Retype, without alteration, each line from the line containing "task | indicate the snare" to the final line of the records.

####

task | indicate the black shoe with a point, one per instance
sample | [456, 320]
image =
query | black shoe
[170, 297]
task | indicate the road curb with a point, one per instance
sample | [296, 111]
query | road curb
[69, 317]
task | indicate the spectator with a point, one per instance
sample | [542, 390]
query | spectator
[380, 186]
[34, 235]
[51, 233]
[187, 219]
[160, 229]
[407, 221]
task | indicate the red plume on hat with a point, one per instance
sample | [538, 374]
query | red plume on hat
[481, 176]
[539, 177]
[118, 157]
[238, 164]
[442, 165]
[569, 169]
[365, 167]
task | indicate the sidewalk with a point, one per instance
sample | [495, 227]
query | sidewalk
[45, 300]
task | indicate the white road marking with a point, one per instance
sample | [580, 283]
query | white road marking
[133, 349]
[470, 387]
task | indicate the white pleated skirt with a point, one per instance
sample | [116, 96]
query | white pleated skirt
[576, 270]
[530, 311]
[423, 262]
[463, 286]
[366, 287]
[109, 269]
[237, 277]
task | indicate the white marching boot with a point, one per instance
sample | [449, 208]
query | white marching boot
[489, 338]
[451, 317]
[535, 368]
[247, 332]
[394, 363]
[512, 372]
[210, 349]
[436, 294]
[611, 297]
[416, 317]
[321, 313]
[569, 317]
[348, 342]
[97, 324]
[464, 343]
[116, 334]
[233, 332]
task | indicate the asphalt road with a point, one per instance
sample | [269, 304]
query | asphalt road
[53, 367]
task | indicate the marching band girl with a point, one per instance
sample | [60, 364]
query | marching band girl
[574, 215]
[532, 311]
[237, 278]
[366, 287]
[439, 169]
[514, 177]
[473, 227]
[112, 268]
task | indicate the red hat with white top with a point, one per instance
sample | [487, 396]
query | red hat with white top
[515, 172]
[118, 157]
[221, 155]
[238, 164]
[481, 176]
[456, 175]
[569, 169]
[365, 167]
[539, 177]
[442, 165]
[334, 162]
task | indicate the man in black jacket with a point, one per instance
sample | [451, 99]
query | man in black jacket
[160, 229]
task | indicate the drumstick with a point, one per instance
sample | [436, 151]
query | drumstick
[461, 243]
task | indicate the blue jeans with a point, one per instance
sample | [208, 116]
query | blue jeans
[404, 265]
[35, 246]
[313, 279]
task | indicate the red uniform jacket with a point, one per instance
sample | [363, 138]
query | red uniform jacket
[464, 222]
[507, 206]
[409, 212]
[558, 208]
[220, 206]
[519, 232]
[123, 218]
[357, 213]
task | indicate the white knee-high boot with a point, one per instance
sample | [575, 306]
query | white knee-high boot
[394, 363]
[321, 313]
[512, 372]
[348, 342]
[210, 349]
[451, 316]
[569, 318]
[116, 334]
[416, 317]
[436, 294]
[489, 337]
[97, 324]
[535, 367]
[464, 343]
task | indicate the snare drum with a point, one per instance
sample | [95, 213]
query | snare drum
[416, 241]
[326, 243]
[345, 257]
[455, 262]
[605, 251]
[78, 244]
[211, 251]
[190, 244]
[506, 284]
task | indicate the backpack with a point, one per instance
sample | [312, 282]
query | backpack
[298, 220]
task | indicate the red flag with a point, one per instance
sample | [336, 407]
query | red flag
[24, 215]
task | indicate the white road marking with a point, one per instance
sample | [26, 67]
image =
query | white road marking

####

■ **TASK OUTPUT**:
task | indicate the snare drum with a point, one per instance
sample | [95, 213]
query | snare drum
[416, 241]
[326, 243]
[345, 257]
[455, 262]
[605, 251]
[78, 244]
[211, 251]
[190, 244]
[506, 284]
task | indicate the backpack with a point, one per instance
sample | [312, 282]
query | backpack
[298, 220]
task | indicate the red flag with a point, one per instance
sample | [336, 407]
query | red flag
[24, 215]
task | indicate the white road marking with a point, one per instance
sample | [26, 67]
image =
query | white road marking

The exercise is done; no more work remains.